◆ **Aufgaben**:
(1) Prüfe, ob die folgenden Aussagen mit dem Textauszug übereinstimmen, und belege jede Antwort mit einem wörtlichen Zitat. (a) Bis zum Prozessende stieg die Zahl der Angeklagten, die sich keinen Rechtsanwalt mehr leisten konnten, auf fünf. (b) Michael Dohr war als Pflichtverteidiger für Peter Hochegger tätig. (c) Die ersten Vorschüsse überwies die Wiener Rechtsanwaltskammer.
(2) Nenne alle Personen, die laut Textauszug als Pflichtverteidiger tätig waren.
(3) Schreibe aus dem Textauszug wörtlich den Abschnitt ab, der mit den Worten „Die Pflichtverteidiger im“ einsetzt und nach „Jahre nach Prozessbeginn.“ endet.

◆ **Textauszug**:
Pflichtverteidiger wie jener Walter Meischbergers, Jörg Zarbl (rechts), mussten zwei Jahre auf Honorarvorschüsse warten. Sie wurden um 40 Prozent gekürzt.

Foto: APA/Punz

Wien – Je länger das Buwog-Verfahren gedauert hat, desto ärmer wurden die Angeklagten, könnte man sagen. Jedenfalls ist bis zum Ende des Prozesses erster Instanz am 4. Dezember die Zahl derer auf fünf gestiegen, die sich keinen Rechtsanwalt mehr leisten konnten. Sie wurden dann von ihren Anwälten verteidigt, in deren Rolle als Pflichtverteidiger ("Verfahrenshelfer").

So war etwa Jörg Zarbl als Pflichtverteidiger für Walter Meischberger, Leonhard Kregcjk für Peter Hochegger tätig, Michael Dohr für einen Linzer Angeklagten (Causa Terminal Tower) oder Oliver Scherbaum für einen weiteren Buwog-Angeklagten. Angeklagte, die Verfahrenshelfer beigestellt bekommen, müssen zuvor ihre Vermögens- bzw. Einkommensverhältnisse offenlegen, und etwaige Verbesserungen bekanntgeben.

Erster Vorschuss nach zwei Jahren

Die Pflichtverteidiger im Buwog-Prozess haben nicht nur für ihre Mandanten gekämpft (zwei wurden rechtskräftig freigesprochen), sondern auch um ihr Honorar – und dieser Kampf wird noch länger dauern. Bis dato haben sie erst einmal einen Vorschuss auf ihr Honorar bekommen. Zur Orientierung: Der Buwog-Prozess hat im Dezember 2017 begonnen und bis Herbst 2019 hatten die Pflichtverteidiger noch keinen Cent gesehen und warteten in Summe auf rund drei Millionen Euro. Erste Vorschüsse bekamen sie von der Wiener Rechtsanwaltskammer erst heuer im Februar überwiesen, also mehr als zwei Jahre nach Prozessbeginn.

◆ **Ausgewählte Datensätze**:
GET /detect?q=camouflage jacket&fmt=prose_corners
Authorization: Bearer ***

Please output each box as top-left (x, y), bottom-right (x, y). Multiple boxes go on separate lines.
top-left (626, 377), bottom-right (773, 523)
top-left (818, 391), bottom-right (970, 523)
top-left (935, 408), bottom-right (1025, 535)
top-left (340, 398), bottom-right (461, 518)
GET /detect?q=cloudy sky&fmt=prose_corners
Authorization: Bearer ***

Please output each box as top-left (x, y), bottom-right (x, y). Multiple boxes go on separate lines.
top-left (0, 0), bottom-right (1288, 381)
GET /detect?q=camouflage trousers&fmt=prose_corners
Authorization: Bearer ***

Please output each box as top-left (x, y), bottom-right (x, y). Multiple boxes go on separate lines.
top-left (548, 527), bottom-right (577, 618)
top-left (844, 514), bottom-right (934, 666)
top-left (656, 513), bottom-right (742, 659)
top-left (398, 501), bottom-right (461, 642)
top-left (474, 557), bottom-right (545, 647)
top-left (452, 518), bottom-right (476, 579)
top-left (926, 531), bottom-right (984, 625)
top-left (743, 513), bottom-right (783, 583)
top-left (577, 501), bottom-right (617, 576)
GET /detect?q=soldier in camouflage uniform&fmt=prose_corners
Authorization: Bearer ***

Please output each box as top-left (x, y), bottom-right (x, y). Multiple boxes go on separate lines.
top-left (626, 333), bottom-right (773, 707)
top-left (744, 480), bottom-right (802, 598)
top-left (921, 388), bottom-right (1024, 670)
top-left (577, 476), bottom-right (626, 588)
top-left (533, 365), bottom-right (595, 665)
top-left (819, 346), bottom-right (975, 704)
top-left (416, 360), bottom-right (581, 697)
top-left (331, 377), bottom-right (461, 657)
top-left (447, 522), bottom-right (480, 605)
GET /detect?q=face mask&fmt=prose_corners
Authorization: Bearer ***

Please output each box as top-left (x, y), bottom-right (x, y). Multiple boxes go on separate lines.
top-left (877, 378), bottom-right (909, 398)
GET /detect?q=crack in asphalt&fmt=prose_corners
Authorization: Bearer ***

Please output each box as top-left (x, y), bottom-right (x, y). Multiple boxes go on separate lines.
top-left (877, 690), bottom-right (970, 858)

◆ **Lösungen**:
(1)
(a) Ja: „Jedenfalls ist bis zum Ende des Prozesses erster Instanz am 4. Dezember die Zahl derer auf fünf gestiegen, die sich keinen Rechtsanwalt mehr leisten konnten.“
(b) Nein: „Leonhard Kregcjk für Peter Hochegger“
(c) Ja: „Erste Vorschüsse bekamen sie von der Wiener Rechtsanwaltskammer erst heuer im Februar überwiesen“

(2) Jörg Zarbl, Leonhard Kregcjk, Michael Dohr, Oliver Scherbaum

(3)
Die Pflichtverteidiger im Buwog-Prozess haben nicht nur für ihre Mandanten gekämpft (zwei wurden rechtskräftig freigesprochen), sondern auch um ihr Honorar – und dieser Kampf wird noch länger dauern. Bis dato haben sie erst einmal einen Vorschuss auf ihr Honorar bekommen. Zur Orientierung: Der Buwog-Prozess hat im Dezember 2017 begonnen und bis Herbst 2019 hatten die Pflichtverteidiger noch keinen Cent gesehen und warteten in Summe auf rund drei Millionen Euro. Erste Vorschüsse bekamen sie von der Wiener Rechtsanwaltskammer erst heuer im Februar überwiesen, also mehr als zwei Jahre nach Prozessbeginn.